▶ **Stored dataset items**:
++++++++++++++++++++

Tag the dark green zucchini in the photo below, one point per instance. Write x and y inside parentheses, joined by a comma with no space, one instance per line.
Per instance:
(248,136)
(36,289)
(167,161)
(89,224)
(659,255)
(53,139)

++++++++++++++++++++

▶ **Challenge**:
Duplicate all of the material above line for line, changing nothing.

▶ **Full response**:
Tag the dark green zucchini in the photo below, one point per instance. Write x and y inside parentheses, joined by a comma with no space, one instance per line.
Per instance:
(248,136)
(36,289)
(167,161)
(89,224)
(659,255)
(53,139)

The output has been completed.